Write out only the lines from the line containing "Pest-scouting request: tag the black" to the end of the listing below, both included, exactly as they stand. Drop the pictures.
————————
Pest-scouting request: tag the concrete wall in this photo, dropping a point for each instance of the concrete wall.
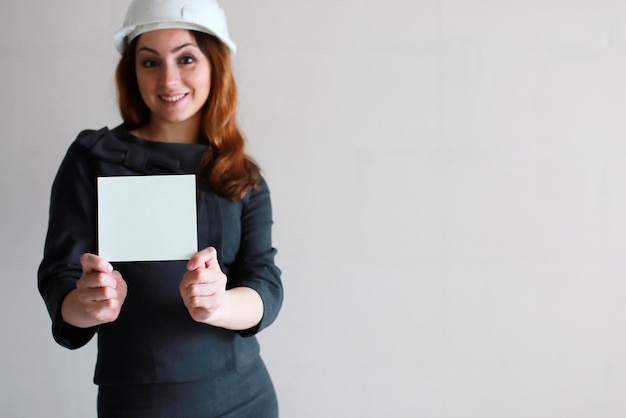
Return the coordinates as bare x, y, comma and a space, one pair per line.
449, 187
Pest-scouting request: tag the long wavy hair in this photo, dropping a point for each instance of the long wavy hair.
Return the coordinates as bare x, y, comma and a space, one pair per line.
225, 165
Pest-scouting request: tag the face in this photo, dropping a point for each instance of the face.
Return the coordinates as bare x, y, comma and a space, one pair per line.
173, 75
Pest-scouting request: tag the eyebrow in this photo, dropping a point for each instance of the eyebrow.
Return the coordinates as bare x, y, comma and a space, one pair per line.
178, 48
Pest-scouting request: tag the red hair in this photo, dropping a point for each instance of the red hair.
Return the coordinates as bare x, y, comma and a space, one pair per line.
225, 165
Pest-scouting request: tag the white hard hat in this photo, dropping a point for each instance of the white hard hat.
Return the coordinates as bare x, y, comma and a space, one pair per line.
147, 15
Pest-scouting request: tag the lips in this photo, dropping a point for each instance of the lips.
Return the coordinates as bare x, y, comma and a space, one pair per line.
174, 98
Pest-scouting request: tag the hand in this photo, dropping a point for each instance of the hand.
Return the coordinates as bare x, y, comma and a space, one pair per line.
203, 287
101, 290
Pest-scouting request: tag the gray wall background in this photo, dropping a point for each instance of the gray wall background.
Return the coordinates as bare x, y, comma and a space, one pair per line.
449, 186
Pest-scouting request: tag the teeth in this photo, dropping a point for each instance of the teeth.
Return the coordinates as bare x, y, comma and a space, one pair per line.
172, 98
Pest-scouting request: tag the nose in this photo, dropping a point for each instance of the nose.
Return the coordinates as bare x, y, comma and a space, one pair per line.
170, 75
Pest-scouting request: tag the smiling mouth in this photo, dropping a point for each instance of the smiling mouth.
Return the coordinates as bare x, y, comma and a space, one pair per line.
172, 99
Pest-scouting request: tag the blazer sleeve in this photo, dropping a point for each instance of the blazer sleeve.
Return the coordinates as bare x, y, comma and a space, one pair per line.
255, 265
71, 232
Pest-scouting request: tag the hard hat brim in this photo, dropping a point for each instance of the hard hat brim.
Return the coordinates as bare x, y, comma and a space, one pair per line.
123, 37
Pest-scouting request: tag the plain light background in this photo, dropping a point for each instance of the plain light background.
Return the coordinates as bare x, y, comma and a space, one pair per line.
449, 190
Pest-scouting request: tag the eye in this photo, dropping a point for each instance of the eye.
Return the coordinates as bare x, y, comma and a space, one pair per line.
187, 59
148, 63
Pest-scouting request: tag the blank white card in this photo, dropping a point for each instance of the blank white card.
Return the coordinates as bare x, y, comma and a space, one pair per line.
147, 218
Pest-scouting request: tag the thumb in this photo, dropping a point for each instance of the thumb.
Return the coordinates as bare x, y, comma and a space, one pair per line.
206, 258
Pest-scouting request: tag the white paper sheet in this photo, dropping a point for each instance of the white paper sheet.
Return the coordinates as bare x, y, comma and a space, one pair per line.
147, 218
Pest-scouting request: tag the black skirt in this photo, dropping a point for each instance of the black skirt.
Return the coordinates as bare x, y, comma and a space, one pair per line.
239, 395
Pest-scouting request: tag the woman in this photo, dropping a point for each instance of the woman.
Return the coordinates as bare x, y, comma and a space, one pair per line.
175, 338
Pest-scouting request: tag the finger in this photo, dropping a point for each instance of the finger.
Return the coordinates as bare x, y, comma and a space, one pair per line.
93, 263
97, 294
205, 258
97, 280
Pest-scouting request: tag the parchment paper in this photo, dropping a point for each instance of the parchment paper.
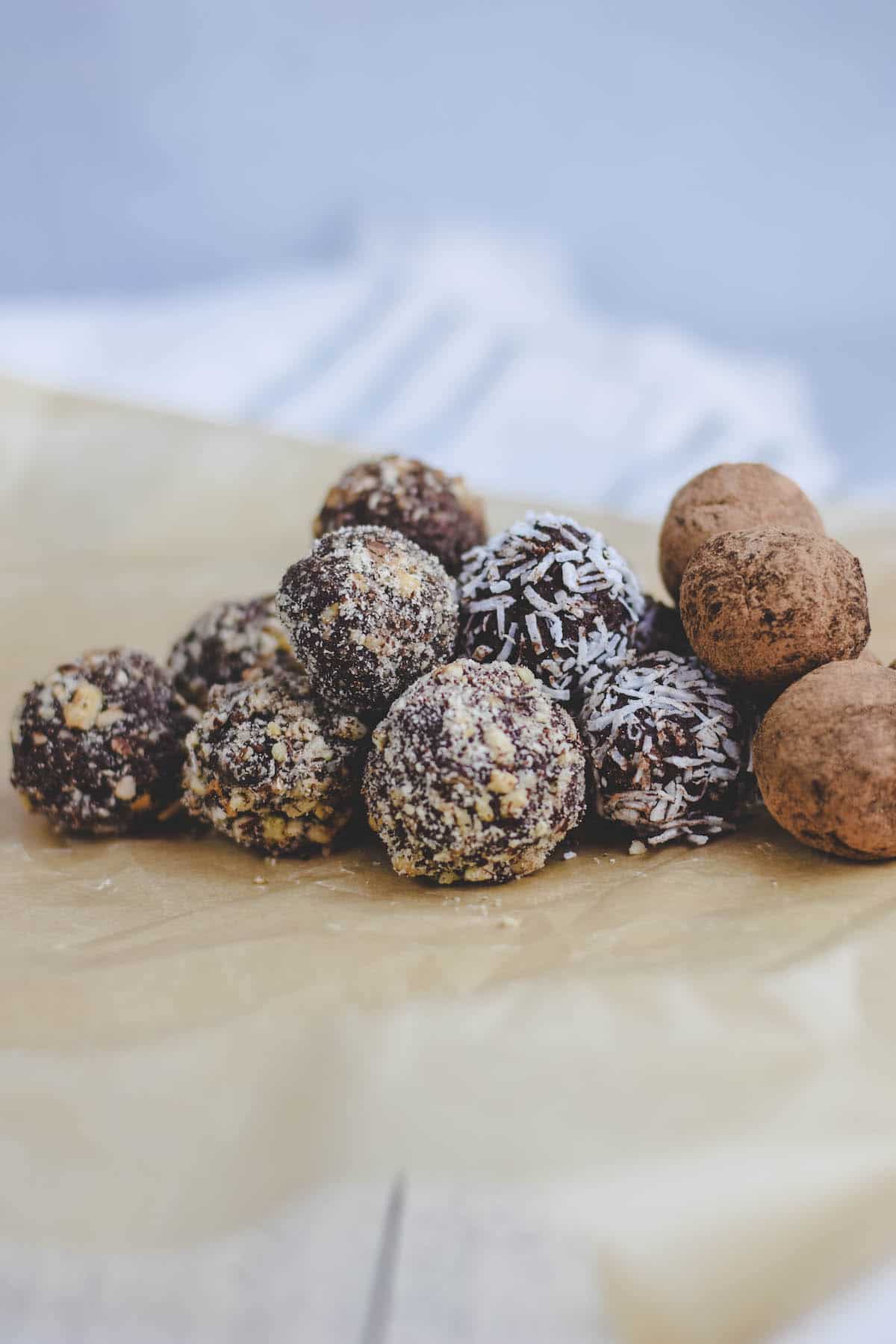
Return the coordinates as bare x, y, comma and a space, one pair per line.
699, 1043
————————
• **TASK RESPONSE**:
Pest-scouting request: tag the black skirt in this photo, dropping a point for each instance of the black skirt.
Return the coordinates as bare x, y, comma and a space, one pair per line.
239, 395
Pest-scouting request: tag the woman in this photo, dropping a point for each instance of the woman.
Return the coordinates as bare x, y, comma and a space, one pair per line.
175, 338
Pest-scouting request: tag the finger in this photo, dropping a point for each instance of the finger.
Return the coordinates as bare x, y, comma and a space, one pair per line.
93, 263
97, 294
205, 258
97, 280
Pest-scouting request: tag the parchment paper in this photo, dropping a point for each instance of the parchment paper.
Return the coordinates as bare x, y, comma and a space, one pair per line.
699, 1043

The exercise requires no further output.